--- start PAGE ---
Perhaps this year we've gone back to a more pagan calendar. Spring really did seem to come in a burst of sunshine and new growth right at the beginning of May. And May Day, marked as it was (and in some places still is) with a day of ribbons and bells and dancing around maypoles, was a celebration of what in the pagan tradition was seen as the first day of spring.
I am not given to skipping around a pole in a muslin skirt waving a handkerchief. Instead, a long walk, with a pub halfway around, seems the perfect way to mark the arrival of at least some sunshine. I live in the Wye Valley, a gloriously pretty part of the country, with the magnificent remains of ancient abbeys and thick-walled castles that serve as a reminder that this wasn't always a tranquil haven.
It has some celebrated footpaths, Offa's Dyke Path and the Wye Valley Walk, that wind up and down the steep-sided walls of the valley, through woods and fields, with far-reaching views. But one of the glories of being a local is knowing the other walks, the less-known trails, where the greening of the land can be celebrated without the crowds.
Earlier this month, five of us – with five ecstatic dogs – set off along the Monnow, the lesser-known river that flows into the River Wye at Monmouth. We walked away from the town of Monmouth, through fields of sheep with their little lambs chasing each other through the dandelions before collapsing in an unruly, panting heap.
--- end PAGE ---
--- start ENTRIES PROVIDED ---
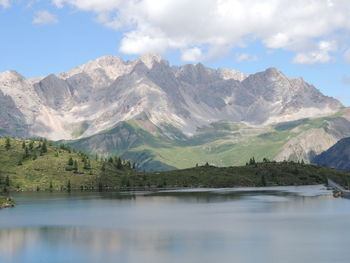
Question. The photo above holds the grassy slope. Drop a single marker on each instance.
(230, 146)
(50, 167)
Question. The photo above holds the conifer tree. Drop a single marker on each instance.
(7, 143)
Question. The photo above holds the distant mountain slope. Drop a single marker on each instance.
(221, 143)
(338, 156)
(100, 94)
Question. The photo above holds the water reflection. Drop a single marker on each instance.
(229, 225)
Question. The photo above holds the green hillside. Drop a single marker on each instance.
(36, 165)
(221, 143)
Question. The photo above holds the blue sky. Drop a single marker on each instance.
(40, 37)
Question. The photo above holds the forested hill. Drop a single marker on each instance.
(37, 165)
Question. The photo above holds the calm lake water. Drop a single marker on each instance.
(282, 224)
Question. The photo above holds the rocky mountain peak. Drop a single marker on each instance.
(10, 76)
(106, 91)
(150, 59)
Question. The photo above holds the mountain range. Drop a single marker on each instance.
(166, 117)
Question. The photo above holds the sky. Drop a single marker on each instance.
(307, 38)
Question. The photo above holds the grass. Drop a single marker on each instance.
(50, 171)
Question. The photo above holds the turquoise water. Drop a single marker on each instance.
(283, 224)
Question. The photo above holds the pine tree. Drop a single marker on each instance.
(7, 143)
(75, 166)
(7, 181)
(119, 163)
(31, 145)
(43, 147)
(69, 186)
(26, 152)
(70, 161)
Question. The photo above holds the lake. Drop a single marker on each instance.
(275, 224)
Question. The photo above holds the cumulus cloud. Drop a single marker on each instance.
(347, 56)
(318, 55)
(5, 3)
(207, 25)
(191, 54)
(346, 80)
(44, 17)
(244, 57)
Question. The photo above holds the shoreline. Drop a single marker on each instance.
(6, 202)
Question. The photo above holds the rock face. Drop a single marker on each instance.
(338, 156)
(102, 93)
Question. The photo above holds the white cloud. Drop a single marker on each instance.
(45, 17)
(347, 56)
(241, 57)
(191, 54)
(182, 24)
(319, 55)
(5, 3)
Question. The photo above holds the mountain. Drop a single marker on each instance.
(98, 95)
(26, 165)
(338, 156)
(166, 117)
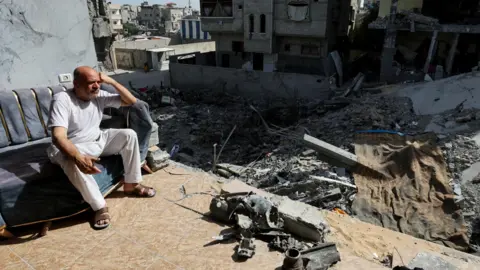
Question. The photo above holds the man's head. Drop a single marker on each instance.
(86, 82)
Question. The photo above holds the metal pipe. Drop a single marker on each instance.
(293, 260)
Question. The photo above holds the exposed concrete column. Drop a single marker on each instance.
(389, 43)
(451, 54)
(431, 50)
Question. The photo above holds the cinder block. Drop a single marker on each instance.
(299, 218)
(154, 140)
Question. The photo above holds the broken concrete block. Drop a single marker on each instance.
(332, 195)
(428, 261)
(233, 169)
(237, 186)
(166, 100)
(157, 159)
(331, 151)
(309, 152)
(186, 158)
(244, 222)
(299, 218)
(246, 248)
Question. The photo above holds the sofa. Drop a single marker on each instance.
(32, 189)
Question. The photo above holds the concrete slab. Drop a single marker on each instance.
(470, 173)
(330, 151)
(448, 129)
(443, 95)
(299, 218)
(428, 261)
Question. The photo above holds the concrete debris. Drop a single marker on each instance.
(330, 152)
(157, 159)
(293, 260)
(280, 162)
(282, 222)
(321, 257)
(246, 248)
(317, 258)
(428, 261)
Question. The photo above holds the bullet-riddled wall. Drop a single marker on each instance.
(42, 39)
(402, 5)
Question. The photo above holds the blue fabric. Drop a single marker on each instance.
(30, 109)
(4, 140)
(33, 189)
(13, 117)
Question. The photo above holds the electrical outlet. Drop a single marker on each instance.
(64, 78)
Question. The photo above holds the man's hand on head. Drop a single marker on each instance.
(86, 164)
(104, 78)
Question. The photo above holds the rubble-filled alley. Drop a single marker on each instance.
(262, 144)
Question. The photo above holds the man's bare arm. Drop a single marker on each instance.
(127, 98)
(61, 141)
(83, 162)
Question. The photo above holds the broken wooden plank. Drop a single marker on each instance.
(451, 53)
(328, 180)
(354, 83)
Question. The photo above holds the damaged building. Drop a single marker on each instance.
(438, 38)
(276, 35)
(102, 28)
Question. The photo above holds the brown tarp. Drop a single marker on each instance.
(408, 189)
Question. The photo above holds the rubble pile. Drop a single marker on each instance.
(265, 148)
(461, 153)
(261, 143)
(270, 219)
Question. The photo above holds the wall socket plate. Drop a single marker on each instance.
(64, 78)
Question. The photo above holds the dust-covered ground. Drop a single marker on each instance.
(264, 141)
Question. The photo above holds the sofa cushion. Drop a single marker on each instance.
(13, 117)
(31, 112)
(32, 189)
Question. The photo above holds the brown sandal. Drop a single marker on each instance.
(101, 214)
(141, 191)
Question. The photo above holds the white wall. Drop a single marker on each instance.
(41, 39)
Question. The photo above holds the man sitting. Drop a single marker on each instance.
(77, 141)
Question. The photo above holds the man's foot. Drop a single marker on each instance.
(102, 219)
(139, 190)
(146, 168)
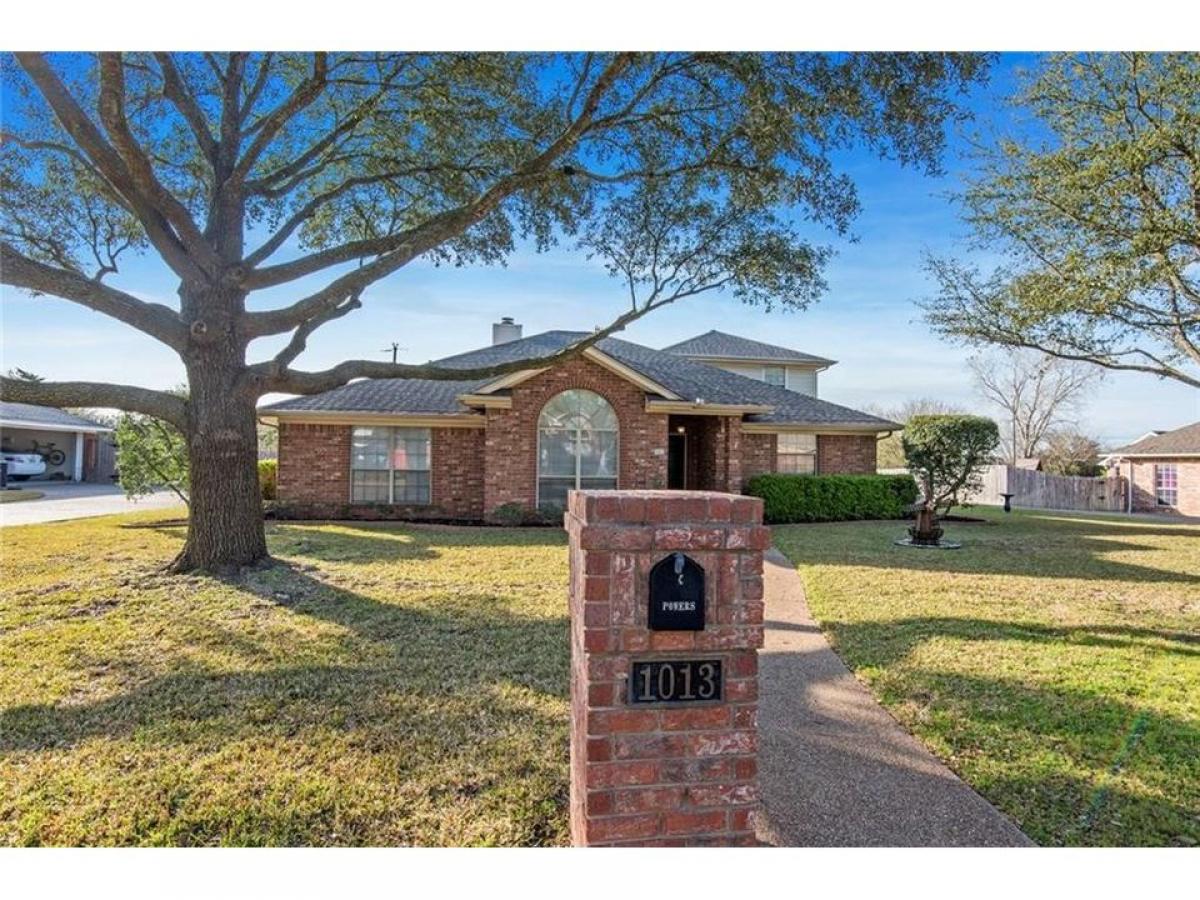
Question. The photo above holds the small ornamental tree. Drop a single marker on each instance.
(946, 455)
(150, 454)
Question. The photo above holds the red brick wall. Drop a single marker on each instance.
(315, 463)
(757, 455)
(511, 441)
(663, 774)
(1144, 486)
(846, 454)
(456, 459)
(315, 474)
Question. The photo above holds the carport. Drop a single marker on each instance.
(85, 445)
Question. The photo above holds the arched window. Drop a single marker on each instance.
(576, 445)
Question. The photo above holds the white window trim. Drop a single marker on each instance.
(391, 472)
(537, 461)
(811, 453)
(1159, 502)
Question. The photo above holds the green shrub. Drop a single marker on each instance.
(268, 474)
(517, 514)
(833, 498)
--- end ENTRIES PROVIDED ---
--- start ENTRIES PROVIDED ---
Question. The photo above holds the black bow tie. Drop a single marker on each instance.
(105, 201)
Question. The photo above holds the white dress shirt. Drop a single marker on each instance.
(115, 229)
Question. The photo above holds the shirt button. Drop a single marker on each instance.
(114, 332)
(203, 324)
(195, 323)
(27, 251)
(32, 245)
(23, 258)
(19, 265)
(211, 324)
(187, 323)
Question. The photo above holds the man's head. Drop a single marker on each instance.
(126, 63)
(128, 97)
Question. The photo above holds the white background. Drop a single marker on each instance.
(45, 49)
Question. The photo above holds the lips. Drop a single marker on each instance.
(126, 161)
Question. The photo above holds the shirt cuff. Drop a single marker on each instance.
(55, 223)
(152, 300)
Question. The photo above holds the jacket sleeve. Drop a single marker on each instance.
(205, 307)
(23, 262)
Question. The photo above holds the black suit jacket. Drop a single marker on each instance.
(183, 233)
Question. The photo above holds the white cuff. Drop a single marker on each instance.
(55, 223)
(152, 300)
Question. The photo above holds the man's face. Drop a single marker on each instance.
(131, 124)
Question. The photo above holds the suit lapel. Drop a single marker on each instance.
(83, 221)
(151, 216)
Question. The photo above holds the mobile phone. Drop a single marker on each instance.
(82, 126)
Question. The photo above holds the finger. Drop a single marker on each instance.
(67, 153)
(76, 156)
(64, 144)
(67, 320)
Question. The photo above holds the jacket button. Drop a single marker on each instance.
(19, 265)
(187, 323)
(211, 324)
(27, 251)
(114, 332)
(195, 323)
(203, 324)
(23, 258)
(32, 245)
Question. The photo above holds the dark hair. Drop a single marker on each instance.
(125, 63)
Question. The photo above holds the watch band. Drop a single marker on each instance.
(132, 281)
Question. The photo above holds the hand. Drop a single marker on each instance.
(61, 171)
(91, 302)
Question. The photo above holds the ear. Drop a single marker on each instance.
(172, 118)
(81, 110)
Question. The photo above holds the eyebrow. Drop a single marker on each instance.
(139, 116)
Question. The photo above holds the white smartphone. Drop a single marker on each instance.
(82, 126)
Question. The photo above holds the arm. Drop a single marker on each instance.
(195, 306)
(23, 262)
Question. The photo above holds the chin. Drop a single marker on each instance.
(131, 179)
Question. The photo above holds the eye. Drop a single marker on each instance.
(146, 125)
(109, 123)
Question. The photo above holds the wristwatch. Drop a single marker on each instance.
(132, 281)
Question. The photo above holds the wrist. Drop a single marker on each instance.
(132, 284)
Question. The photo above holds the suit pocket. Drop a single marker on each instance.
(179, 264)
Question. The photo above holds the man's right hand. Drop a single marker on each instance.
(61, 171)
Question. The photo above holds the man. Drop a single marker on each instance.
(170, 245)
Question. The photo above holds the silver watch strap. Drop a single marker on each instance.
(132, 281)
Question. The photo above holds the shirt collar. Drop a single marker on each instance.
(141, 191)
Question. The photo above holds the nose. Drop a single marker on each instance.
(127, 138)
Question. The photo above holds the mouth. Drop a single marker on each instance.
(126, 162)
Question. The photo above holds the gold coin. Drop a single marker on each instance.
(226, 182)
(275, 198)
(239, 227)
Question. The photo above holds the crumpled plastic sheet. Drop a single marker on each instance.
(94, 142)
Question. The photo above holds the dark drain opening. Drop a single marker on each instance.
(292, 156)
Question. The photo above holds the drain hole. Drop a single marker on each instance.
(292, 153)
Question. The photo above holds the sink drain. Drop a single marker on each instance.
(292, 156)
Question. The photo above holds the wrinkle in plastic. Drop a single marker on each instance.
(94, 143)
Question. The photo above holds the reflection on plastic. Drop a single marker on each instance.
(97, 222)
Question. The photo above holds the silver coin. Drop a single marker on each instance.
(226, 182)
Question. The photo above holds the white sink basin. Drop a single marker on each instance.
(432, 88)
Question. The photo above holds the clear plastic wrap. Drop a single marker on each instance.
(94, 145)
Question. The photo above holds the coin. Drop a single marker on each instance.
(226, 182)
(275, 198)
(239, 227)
--- end ENTRIES PROVIDED ---
--- start ENTRIES PROVIDED ---
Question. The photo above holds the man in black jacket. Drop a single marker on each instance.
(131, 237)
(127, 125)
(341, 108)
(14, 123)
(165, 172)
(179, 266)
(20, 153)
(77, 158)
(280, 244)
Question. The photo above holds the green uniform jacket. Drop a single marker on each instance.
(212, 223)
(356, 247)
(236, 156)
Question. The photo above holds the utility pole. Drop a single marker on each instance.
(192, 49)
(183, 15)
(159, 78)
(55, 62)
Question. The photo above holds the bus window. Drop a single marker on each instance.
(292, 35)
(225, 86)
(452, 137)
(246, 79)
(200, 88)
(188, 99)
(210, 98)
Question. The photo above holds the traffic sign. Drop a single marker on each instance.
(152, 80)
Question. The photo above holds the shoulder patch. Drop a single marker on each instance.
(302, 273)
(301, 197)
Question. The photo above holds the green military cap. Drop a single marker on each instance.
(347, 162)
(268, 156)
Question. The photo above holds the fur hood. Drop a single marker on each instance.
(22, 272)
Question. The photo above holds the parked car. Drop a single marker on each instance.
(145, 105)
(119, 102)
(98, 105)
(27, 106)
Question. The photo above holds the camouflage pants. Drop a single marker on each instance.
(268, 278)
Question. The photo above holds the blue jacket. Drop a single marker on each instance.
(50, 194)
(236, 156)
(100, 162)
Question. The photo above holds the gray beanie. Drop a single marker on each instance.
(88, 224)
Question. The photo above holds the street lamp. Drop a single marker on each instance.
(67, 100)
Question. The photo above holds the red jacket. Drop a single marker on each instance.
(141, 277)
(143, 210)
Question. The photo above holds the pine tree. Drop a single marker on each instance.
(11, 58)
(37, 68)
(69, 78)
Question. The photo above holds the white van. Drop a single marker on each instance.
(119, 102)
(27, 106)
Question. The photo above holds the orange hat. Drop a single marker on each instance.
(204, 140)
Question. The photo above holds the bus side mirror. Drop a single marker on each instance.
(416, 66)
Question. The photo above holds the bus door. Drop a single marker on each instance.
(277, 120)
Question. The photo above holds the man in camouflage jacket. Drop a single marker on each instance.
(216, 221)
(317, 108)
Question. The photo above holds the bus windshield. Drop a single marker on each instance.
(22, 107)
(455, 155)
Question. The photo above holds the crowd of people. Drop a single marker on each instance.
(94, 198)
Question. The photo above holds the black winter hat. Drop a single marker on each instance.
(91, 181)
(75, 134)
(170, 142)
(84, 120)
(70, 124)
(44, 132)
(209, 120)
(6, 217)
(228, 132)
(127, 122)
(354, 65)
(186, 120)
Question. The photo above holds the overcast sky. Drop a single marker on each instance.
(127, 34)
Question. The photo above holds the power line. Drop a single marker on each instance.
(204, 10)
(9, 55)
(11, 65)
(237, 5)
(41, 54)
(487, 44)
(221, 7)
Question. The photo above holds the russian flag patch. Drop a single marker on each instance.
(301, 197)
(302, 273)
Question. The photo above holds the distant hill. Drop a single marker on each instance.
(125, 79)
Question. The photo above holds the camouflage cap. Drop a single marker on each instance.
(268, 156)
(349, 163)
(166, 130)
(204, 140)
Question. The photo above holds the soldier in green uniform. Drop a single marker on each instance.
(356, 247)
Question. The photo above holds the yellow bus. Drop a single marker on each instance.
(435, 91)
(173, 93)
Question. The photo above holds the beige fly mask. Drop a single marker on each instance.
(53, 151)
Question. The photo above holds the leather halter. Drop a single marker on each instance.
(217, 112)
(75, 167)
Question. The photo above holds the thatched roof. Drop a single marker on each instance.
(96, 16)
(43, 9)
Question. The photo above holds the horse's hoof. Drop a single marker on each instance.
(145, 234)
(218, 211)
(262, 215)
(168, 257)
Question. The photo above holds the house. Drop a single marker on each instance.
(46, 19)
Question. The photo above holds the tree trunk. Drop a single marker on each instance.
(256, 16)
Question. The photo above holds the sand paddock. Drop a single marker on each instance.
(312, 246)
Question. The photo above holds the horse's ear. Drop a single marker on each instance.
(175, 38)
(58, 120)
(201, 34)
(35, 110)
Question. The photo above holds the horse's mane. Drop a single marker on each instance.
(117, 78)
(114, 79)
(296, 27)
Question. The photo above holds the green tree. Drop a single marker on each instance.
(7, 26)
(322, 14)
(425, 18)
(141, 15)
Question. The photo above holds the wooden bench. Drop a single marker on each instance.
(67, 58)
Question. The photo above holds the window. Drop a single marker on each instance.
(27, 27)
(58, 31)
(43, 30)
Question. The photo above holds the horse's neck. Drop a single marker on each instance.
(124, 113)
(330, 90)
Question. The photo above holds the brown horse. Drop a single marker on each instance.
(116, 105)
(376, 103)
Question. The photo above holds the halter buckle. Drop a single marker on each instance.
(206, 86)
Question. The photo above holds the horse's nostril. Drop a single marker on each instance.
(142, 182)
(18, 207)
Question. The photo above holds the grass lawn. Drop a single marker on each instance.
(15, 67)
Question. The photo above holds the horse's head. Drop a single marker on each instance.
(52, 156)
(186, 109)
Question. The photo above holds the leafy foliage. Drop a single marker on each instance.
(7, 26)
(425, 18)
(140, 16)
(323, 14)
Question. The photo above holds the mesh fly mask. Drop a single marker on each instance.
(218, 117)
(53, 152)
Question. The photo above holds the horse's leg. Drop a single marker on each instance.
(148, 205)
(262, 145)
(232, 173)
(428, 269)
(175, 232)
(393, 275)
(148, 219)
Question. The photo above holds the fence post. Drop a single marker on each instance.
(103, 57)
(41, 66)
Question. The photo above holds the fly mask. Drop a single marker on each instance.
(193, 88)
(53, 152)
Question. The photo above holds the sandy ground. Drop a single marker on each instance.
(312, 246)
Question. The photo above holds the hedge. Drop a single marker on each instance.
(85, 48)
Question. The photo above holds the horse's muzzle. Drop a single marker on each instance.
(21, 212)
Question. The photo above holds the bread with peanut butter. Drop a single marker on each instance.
--- end ENTRIES PROVIDED ---
- [GOAL]
From the passage on the spring walk in the Wye Valley, reproduce the section that begins with the words "It has some" and ends after the words "unruly, panting heap.". The material plays no part in this exercise.

- [TASK RESULT]
It has some celebrated footpaths, Offa's Dyke Path and the Wye Valley Walk, that wind up and down the steep-sided walls of the valley, through woods and fields, with far-reaching views. But one of the glories of being a local is knowing the other walks, the less-known trails, where the greening of the land can be celebrated without the crowds.
Earlier this month, five of us – with five ecstatic dogs – set off along the Monnow, the lesser-known river that flows into the River Wye at Monmouth. We walked away from the town of Monmouth, through fields of sheep with their little lambs chasing each other through the dandelions before collapsing in an unruly, panting heap.